■ **EXCERPT PROVIDED**

--- START ---

Defendant first argues that the practice of allowing probate court judges to preside over criminal matters in the circuit court is unconstitutional. Defendant acknowledges that MCL 600.401(1) and (2)(c) permits each judicial circuit to adopt a concurrent jurisdiction plan that allows, in relevant part, the "probate court and 1 or more probate judges [to] exercise the power and jurisdiction of the circuit court." Defendant also concedes that our Supreme Court adopted Crawford County's concurrent jurisdiction plan in Administrative Order 2004-2. But defendant contends that these statutes and the administrative order are void because they violate our state constitution.

Const 1963, art VI, § 1 provides as follows:

The judicial power of the state is vested exclusively in one court of justice which shall be divided into one supreme court, one court of appeals, one trial court of general jurisdiction known as the circuit court, one probate court, and courts of limited jurisdiction that the legislature may establish by a two-thirds vote of the members elected to and serving in each house.
Section 151 of the Revised Judicature Act (RJA), MCL 600.101 et seq., mirrors this constitutional provision:
The judicial power of the state is vested exclusively in 1 court of justice which shall be divided into 1 supreme court, 1 court of appeals, 1 trial court of general jurisdiction known as the circuit court, 1 probate court, and courts of limited jurisdiction created by the legislature. [MCL 600.151.]

Defendant argues that concurrent jurisdiction plans mandate a unified and undivided court system and violate the constitutional requirement that the judicial power of the courts be "divided" into various courts, including the circuit court and the probate court. Plaintiff contends that Const 1963, art VI, § 15, conferred on the Legislature the power to decide the jurisdiction and authority of the probate courts, which includes allowing probate court judges to preside over circuit court matters.

In People v Fleming, 185 Mich App 270, 273-275, 460 NW2d 602 (1990), this Court considered whether it was unconstitutional for a judge from a different jurisdiction (the Recorder's Court, which only had jurisdiction to adjudicate criminal offenses that occurred within the City of Detroit) to preside over a criminal case in the Wayne Circuit Court pursuant to an administrative order. This Court noted that: (1) our Supreme Court was authorized to assign "judges to perform judicial duties for limited periods or specific assignments," pursuant to Const 1963, art VI, § 23, and MCL 600.225; and (2) regardless, the particular court adjudicating a matter is not determined by the presiding judge's position, but rather by the seat in which the judge acts. Id. at 273-275, 277-278. Fleming concluded that the circuit court had jurisdiction over the case because the defendant was actually tried in the circuit court, even though the presiding judge was visiting from the Recorder's Court. Id. at 278. See also Zachrich v Booth Newspapers, 119 Mich App 72, 73-75; 325 NW2d 630 (1982) (explaining that elected district judges from one circuit may serve in a different circuit without violating the state constitution).

--- END ---

■ **WHAT YOU NEED TO DO**
a – From the opinion excerpt, extract the passage starting with "Defendant argues that" and going on through "circuit court matters.".
b – Condense the paragraph of the opinion excerpt that begins "In People v Fleming" into a brief bulleted list that preserves its main facts.

■ **Rows from an object pointing dataset**
--- START ---

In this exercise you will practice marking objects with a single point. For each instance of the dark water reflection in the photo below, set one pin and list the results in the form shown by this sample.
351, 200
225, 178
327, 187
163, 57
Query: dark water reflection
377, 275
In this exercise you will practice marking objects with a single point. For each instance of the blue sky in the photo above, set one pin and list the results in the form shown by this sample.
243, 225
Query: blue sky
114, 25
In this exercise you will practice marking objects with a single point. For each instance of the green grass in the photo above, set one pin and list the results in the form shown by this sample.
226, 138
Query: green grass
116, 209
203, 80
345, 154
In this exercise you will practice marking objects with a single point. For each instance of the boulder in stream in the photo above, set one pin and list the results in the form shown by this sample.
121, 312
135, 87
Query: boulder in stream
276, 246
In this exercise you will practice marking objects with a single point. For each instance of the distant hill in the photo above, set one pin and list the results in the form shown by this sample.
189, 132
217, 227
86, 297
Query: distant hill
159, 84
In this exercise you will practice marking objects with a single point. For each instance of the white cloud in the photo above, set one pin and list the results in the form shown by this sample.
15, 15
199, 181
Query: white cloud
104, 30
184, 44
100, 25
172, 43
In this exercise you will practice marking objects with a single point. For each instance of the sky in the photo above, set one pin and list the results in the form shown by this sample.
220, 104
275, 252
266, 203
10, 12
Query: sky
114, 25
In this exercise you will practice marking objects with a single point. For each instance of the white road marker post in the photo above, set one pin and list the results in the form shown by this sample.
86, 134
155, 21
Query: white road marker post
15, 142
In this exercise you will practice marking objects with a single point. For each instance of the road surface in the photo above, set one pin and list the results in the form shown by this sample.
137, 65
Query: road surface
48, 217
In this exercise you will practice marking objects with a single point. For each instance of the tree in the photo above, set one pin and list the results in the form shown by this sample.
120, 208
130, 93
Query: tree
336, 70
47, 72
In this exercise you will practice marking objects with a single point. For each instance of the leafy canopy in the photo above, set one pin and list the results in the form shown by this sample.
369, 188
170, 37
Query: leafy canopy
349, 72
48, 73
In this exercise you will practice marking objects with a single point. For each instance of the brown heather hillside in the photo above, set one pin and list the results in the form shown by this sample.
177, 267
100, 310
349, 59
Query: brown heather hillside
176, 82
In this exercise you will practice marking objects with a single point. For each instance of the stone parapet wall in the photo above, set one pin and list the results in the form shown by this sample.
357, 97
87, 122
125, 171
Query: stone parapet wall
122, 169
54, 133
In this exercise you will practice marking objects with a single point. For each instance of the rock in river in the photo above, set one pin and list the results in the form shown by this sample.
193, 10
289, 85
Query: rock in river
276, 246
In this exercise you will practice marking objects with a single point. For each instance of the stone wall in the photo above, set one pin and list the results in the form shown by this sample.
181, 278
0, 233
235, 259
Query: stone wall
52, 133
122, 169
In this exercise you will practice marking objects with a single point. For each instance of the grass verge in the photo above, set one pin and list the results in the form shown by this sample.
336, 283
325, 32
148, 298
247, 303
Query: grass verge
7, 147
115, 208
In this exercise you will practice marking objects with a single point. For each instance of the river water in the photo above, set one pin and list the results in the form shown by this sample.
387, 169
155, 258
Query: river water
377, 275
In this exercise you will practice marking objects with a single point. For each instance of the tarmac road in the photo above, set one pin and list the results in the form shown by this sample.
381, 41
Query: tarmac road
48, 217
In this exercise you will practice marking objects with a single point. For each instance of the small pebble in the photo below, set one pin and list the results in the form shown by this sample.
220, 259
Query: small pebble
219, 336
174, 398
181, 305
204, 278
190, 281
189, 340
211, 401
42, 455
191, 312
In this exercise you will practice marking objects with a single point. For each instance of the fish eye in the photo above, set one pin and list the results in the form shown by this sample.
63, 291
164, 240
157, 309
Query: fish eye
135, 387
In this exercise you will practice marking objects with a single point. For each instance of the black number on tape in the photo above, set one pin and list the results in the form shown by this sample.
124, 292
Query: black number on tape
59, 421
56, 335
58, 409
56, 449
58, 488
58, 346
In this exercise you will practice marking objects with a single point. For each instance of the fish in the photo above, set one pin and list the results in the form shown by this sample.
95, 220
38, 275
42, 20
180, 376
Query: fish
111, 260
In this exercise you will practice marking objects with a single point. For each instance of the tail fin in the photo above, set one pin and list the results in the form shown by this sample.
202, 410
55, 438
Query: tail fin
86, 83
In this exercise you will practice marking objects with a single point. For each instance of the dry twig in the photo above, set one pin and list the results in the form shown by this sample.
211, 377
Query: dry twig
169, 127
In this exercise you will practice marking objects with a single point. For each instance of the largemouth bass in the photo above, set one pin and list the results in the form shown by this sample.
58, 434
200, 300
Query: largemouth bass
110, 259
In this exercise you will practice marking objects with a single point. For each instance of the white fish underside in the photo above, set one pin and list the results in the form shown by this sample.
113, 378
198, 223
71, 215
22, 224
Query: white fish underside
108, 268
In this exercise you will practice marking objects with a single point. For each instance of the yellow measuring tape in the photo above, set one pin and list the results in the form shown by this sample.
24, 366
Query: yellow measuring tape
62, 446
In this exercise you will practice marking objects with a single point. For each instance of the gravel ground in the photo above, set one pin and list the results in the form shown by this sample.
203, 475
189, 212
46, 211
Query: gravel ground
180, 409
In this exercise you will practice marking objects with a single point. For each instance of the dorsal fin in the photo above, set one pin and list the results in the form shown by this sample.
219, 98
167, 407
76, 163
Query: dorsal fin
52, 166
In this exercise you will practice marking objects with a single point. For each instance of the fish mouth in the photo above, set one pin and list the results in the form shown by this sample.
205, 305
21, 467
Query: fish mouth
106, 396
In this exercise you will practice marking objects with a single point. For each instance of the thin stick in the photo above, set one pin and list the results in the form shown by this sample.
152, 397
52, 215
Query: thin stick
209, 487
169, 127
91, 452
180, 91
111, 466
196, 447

--- END ---

■ **CORRECT ANSWERS**
a –
Defendant argues that concurrent jurisdiction plans mandate a unified and undivided court system and violate the constitutional requirement that the judicial power of the courts be "divided" into various courts, including the circuit court and the probate court. Plaintiff contends that Const 1963, art VI, § 15, conferred on the Legislature the power to decide the jurisdiction and authority of the probate courts, which includes allowing probate court judges to preside over circuit court matters.

b –
- In People v Fleming, 185 Mich App 270 (1990), this Court considered whether it was unconstitutional for a Recorder's Court judge to preside over a criminal case in the Wayne Circuit Court under an administrative order. The Recorder's Court had jurisdiction only over criminal offenses occurring within the City of Detroit.
- The Court noted that the Supreme Court may assign judges to perform judicial duties for limited periods or specific assignments under Const 1963, art VI, § 23, and MCL 600.225.
- It further noted that the court adjudicating a matter is determined by the seat in which the judge acts, not by the judge's position.
- Fleming concluded that the circuit court had jurisdiction because the defendant was actually tried there, even though the presiding judge was visiting from the Recorder's Court.
- Zachrich v Booth Newspapers, 119 Mich App 72 (1982), explained that elected district judges from one circuit may serve in a different circuit without violating the state constitution.